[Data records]
## BEGIN

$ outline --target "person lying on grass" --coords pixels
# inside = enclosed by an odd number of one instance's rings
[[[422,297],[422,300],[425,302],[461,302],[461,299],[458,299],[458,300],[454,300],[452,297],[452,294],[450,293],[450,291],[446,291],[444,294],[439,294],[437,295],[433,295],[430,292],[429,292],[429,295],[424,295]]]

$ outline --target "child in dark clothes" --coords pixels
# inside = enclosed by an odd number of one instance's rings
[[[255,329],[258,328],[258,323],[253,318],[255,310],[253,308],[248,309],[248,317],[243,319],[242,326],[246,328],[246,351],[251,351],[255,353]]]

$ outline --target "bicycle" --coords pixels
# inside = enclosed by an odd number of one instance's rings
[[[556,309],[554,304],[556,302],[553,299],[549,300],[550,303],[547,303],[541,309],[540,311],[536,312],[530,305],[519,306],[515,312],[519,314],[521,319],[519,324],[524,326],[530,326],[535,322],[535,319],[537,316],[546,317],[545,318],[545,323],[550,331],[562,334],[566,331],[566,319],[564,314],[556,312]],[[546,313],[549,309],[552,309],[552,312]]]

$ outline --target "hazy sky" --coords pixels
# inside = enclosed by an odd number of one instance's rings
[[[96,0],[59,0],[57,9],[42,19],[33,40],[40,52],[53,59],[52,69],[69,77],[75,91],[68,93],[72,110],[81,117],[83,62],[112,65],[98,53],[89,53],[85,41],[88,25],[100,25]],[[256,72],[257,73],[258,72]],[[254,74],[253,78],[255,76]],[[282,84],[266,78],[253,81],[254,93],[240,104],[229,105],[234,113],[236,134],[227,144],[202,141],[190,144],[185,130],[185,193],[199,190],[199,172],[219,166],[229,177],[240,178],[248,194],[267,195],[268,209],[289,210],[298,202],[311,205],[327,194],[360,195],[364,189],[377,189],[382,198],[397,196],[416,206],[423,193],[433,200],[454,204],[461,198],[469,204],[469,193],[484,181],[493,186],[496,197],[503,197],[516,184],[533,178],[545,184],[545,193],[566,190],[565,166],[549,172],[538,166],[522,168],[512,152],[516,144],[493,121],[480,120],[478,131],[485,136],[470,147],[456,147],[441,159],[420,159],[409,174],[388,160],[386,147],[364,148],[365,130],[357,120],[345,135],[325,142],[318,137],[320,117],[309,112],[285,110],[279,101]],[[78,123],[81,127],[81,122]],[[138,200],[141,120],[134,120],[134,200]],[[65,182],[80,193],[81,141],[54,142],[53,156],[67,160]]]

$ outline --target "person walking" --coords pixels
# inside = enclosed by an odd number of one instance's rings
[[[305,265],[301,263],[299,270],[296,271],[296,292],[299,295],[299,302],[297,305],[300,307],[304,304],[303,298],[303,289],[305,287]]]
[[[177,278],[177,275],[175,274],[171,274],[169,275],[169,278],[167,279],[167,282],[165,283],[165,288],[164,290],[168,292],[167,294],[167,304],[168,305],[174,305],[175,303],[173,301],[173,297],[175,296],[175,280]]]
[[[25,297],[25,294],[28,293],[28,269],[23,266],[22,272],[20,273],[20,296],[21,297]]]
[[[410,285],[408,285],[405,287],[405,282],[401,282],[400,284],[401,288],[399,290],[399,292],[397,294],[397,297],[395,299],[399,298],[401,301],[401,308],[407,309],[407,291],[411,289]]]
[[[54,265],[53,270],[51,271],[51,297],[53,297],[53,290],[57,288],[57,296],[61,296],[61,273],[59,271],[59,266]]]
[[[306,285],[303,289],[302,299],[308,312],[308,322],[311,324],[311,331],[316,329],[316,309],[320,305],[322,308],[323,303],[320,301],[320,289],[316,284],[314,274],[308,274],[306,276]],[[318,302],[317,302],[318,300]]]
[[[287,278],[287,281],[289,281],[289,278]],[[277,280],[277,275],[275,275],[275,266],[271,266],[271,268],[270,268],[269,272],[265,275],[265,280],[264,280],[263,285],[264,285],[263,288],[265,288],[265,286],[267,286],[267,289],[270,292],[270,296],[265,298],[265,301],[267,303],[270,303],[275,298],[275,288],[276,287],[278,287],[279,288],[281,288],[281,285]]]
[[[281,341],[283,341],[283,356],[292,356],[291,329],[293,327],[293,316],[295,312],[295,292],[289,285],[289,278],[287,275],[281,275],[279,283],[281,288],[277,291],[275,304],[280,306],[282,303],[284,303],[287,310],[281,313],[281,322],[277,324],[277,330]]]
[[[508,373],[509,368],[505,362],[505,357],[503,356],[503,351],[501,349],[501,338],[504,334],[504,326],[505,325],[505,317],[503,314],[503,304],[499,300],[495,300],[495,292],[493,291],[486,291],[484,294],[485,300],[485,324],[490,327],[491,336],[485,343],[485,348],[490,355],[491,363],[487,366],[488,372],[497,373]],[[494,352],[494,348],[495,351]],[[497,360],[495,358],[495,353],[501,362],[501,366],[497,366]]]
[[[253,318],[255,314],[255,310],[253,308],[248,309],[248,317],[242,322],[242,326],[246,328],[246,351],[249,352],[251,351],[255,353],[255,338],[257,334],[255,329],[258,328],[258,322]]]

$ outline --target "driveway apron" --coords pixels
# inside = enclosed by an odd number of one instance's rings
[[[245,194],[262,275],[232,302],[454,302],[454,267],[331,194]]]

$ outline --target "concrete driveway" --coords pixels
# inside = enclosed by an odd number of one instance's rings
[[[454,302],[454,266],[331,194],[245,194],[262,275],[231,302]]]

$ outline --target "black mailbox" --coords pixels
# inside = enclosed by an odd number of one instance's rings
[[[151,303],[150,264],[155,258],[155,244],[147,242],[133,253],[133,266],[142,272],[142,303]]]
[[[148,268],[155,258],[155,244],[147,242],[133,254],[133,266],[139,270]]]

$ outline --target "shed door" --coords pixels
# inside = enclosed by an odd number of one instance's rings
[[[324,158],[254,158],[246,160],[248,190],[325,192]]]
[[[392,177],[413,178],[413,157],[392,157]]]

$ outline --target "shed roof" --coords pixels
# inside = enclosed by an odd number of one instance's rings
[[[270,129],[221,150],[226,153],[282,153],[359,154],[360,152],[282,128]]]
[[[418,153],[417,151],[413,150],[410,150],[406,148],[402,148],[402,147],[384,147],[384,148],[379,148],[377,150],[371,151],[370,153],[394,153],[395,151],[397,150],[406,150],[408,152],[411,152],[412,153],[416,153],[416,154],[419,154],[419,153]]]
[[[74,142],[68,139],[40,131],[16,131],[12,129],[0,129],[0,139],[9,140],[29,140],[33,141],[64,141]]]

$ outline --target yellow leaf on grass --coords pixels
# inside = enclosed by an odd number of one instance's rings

## END

• [Short task]: Repeat the whole listing exactly, keeping every line intact.

• [Task output]:
$ outline --target "person lying on grass" --coords pixels
# inside = enclosed by an odd number of one instance's rings
[[[422,297],[422,300],[425,302],[461,302],[461,299],[458,299],[458,300],[454,300],[452,297],[452,294],[450,293],[450,291],[446,291],[444,294],[439,294],[437,295],[433,295],[430,292],[429,292],[429,295],[424,295]]]

$ outline --target "child in dark clothes" --coords pixels
# inside = enclosed by an odd number of one instance's rings
[[[255,329],[258,328],[258,323],[253,318],[255,310],[253,308],[248,309],[248,317],[243,319],[242,326],[246,328],[246,351],[251,351],[255,353]]]

$ outline --target "bicycle" --coords pixels
# inside = enclosed by an odd number of one instance's rings
[[[556,309],[554,304],[556,302],[553,299],[549,300],[550,303],[547,303],[541,309],[540,311],[536,312],[530,305],[519,306],[515,312],[519,314],[521,319],[519,324],[524,326],[530,326],[535,322],[535,319],[537,316],[546,317],[545,318],[545,323],[550,331],[562,334],[566,331],[566,319],[564,314],[556,312]],[[546,313],[549,309],[552,309],[552,312]]]

$ outline --target "hazy sky" --coords pixels
# inside = enclosed by an odd number of one instance's rings
[[[96,0],[59,0],[57,9],[42,19],[33,40],[40,52],[53,59],[52,69],[69,77],[75,91],[68,93],[72,110],[81,117],[83,62],[112,65],[98,53],[89,53],[85,41],[88,25],[100,25]],[[256,72],[257,73],[258,72]],[[254,74],[253,78],[255,76]],[[282,84],[266,78],[253,81],[254,93],[240,104],[229,105],[234,113],[236,134],[227,144],[202,141],[190,144],[185,130],[185,193],[199,190],[199,172],[219,166],[229,177],[240,178],[248,194],[267,195],[268,209],[289,210],[298,202],[311,205],[327,194],[360,195],[364,189],[377,189],[382,198],[397,196],[416,206],[423,193],[433,200],[454,204],[461,198],[469,204],[469,193],[484,181],[493,186],[496,197],[503,197],[516,184],[533,178],[545,184],[545,193],[566,190],[565,166],[549,172],[538,166],[522,168],[512,152],[516,144],[493,121],[480,120],[478,131],[485,136],[470,147],[456,147],[441,159],[420,159],[409,174],[388,160],[386,147],[364,148],[365,130],[357,120],[345,135],[325,142],[318,137],[320,117],[309,112],[285,110],[279,101]],[[78,123],[81,127],[81,122]],[[138,200],[141,120],[134,120],[134,200]],[[65,182],[80,193],[81,141],[54,142],[53,156],[67,160]]]

$ outline --target "person walking" --coords pixels
# inside = enclosed by an odd number of one instance's rings
[[[305,265],[301,263],[299,270],[296,271],[296,292],[299,295],[299,302],[297,305],[300,307],[304,304],[303,298],[303,289],[305,287]]]
[[[177,278],[177,275],[175,274],[171,274],[169,275],[169,278],[167,279],[167,282],[165,283],[165,288],[164,290],[168,292],[167,294],[167,304],[168,305],[174,305],[175,303],[173,301],[173,297],[175,296],[175,280]]]
[[[25,297],[25,294],[28,293],[28,269],[23,266],[22,272],[20,273],[20,296],[21,297]]]
[[[410,285],[408,285],[405,287],[405,282],[401,282],[400,284],[401,288],[399,290],[399,292],[397,294],[397,297],[395,299],[399,298],[401,301],[401,308],[407,309],[407,291],[411,289]]]
[[[54,265],[53,270],[51,271],[51,297],[53,297],[53,290],[57,288],[57,296],[61,296],[61,273],[59,271],[59,266]]]
[[[306,285],[303,289],[302,299],[308,312],[308,322],[311,324],[311,331],[316,329],[316,309],[320,305],[322,308],[323,303],[320,301],[320,289],[316,284],[314,274],[308,274],[306,276]],[[318,302],[317,302],[318,300]]]
[[[287,278],[287,281],[289,281],[289,278]],[[277,280],[277,275],[275,275],[275,266],[271,266],[271,268],[270,268],[269,272],[265,275],[265,280],[264,280],[263,285],[264,285],[263,288],[265,288],[265,286],[267,286],[267,289],[270,292],[270,296],[265,298],[265,301],[267,303],[270,303],[275,298],[275,288],[276,287],[278,287],[279,288],[281,288],[281,285]]]
[[[281,341],[283,341],[283,356],[292,356],[291,329],[293,327],[293,316],[295,312],[295,292],[289,285],[289,278],[287,275],[281,275],[279,283],[281,288],[277,291],[275,304],[280,306],[282,303],[284,303],[287,310],[281,313],[281,322],[277,324],[277,330]]]
[[[508,373],[509,368],[505,362],[505,357],[503,356],[503,351],[501,349],[501,338],[504,334],[504,326],[505,325],[505,317],[503,314],[503,304],[499,300],[495,300],[495,292],[493,291],[486,291],[484,294],[485,300],[485,324],[490,327],[491,336],[485,343],[485,348],[490,355],[491,363],[487,366],[488,372],[497,373]],[[494,352],[494,348],[495,351]],[[497,360],[495,358],[495,353],[501,362],[501,366],[497,366]]]
[[[253,318],[255,314],[255,310],[253,308],[248,309],[248,317],[242,322],[242,326],[246,328],[246,351],[249,352],[251,351],[255,353],[255,338],[257,334],[255,329],[258,328],[258,322]]]

$ outline --target "driveway apron" --coords pixels
# inside = enclosed by an odd number of one instance's rings
[[[245,194],[262,275],[232,302],[454,302],[454,267],[331,194]]]

$ outline --target "concrete driveway" --coords pixels
# inside = enclosed by an odd number of one instance's rings
[[[454,302],[454,266],[331,194],[245,194],[262,275],[231,302]]]

$ outline --target "black mailbox" --coords pixels
# inside = enclosed by an odd number of one instance's rings
[[[151,303],[150,264],[155,258],[155,244],[147,242],[133,253],[133,266],[142,272],[142,303]]]
[[[148,268],[155,258],[155,244],[147,242],[133,254],[133,266],[139,270]]]

$ outline --target "shed door" --coords pixels
# inside = enclosed by an odd number of one instance's rings
[[[324,158],[254,158],[246,160],[248,190],[325,192]]]
[[[392,177],[413,178],[413,157],[392,157]]]

$ outline --target "shed roof" --coords pixels
# inside = enclosed by an odd number of one instance's rings
[[[270,129],[221,150],[226,153],[282,153],[359,154],[360,152],[282,128]]]
[[[418,153],[417,151],[413,150],[410,150],[406,148],[402,148],[402,147],[384,147],[384,148],[379,148],[377,150],[371,151],[370,153],[394,153],[395,151],[397,150],[406,150],[408,152],[411,152],[412,153],[416,153],[416,154],[419,154],[419,153]]]
[[[74,142],[68,139],[40,131],[16,131],[12,129],[0,129],[0,139],[9,140],[29,140],[33,141],[64,141]]]

$ outline --target yellow leaf on grass --coords pixels
# inside = enclosed by an odd number of one instance's rings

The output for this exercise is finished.